Stated task: Copy the stretch of the page text on event deserialization below, starting at "In an online" and ending at "event streaming platform?", and substitute "event log" for "Event Store".

Page text:

-=-=-

Data has a long lifecycle, often outliving the programs that originally gathered and stored it. And data originates from a wide variety of systems and programming languages. The more easily we can access that ocean of data, the richer the analysis we can perform.
In an online shopping business, data recorded by the order-processing system and from data user behavior may prove invaluable to the website design department, provided they can actually access it. It's vital to be able to read data from an Event Store regardless of which process and which department put it there originally.
To a large degree, the accessibility of data is determined at write time, by our choice of Event Serializer. Still, the story is certainly not complete until we've read the data back out.
How can I reconstruct the original event from its representation in the event streaming platform?
Use an Event Streaming Platform that integrates well with a schema registry. This makes it easy to encourage (or require) writers to record the event's data description for later use. Having both the event data and its schema readily available makes deserialization easy.

-=-=-

Data rows:
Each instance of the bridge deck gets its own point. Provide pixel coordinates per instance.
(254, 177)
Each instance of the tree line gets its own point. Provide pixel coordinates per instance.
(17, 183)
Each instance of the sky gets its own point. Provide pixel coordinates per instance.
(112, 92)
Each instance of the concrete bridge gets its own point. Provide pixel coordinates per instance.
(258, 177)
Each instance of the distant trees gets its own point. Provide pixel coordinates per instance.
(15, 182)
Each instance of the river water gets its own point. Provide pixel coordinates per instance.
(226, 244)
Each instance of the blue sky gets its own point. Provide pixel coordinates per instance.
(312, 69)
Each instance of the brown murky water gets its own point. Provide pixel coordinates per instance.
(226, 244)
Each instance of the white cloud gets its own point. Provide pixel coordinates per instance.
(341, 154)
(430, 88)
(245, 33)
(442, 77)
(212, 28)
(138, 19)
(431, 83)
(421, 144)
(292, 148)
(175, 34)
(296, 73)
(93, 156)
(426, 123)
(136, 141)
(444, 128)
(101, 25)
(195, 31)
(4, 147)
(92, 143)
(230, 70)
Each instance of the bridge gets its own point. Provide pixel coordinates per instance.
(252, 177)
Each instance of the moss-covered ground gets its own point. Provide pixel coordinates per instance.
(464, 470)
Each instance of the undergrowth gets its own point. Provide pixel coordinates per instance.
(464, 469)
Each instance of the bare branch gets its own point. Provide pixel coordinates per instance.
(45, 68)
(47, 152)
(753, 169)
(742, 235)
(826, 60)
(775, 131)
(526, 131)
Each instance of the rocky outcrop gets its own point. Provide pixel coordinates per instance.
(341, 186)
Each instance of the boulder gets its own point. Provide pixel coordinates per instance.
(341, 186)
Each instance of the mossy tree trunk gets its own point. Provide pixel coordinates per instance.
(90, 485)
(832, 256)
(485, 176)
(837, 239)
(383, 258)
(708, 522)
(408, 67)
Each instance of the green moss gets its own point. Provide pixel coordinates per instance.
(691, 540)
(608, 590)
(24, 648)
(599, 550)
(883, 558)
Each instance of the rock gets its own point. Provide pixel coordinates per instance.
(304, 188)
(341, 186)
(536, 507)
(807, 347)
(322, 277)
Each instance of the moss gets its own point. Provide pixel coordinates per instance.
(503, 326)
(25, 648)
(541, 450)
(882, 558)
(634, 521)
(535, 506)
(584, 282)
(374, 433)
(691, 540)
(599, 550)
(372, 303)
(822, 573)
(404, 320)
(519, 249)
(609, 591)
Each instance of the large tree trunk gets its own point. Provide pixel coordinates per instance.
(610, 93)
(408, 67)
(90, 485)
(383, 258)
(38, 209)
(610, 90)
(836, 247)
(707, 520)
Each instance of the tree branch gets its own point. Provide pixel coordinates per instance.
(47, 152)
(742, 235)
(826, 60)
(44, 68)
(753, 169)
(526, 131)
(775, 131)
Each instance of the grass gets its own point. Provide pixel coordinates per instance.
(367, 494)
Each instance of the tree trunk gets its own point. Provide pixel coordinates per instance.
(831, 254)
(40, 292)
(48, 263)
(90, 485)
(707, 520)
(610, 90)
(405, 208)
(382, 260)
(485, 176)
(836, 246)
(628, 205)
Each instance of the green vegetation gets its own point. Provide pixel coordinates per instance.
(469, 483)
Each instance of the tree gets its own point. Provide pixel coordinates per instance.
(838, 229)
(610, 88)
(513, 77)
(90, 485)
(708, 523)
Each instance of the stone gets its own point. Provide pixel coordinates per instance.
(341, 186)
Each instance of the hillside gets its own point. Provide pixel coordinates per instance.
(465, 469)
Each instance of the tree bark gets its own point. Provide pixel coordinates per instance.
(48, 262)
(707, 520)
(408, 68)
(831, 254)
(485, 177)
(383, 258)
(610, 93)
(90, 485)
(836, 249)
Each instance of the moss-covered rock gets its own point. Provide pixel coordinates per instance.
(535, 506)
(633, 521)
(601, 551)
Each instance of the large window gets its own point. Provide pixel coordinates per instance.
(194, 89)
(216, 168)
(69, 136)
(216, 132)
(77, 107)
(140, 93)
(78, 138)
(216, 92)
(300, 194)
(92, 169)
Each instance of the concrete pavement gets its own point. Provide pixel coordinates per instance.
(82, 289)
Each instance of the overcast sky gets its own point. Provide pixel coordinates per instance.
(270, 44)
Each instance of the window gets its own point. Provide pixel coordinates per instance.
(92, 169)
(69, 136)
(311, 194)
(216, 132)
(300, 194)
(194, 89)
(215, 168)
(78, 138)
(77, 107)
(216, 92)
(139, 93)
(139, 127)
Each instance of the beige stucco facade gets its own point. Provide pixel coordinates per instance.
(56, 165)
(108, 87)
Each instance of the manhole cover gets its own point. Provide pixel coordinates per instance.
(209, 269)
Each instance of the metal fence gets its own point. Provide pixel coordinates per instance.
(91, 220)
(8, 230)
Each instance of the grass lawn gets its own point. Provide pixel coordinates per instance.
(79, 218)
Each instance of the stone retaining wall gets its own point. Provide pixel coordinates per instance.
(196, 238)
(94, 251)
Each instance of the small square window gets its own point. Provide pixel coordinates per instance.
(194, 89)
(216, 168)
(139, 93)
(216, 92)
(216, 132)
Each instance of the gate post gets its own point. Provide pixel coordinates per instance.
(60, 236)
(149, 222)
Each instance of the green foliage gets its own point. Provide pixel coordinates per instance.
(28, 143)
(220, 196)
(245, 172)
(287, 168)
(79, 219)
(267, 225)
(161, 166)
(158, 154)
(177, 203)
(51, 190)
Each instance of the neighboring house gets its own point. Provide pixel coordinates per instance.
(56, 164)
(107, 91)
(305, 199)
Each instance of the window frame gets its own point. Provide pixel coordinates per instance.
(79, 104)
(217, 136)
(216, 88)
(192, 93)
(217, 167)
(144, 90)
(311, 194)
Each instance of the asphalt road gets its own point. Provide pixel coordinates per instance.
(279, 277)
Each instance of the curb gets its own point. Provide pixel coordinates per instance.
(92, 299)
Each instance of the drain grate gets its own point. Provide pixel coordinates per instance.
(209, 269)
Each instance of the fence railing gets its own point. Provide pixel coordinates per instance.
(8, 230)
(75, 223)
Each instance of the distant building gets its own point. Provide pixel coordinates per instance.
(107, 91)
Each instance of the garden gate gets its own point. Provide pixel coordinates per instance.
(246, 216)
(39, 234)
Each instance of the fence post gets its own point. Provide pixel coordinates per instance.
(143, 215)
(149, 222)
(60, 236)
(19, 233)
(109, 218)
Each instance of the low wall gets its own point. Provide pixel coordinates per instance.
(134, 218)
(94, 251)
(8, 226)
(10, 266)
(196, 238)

-=-=-

Correct answer:
In an online shopping business, data recorded by the order-processing system and from data user behavior may prove invaluable to the website design department, provided they can actually access it. It's vital to be able to read data from an event log regardless of which process and which department put it there originally.
To a large degree, the accessibility of data is determined at write time, by our choice of Event Serializer. Still, the story is certainly not complete until we've read the data back out.
How can I reconstruct the original event from its representation in the event streaming platform?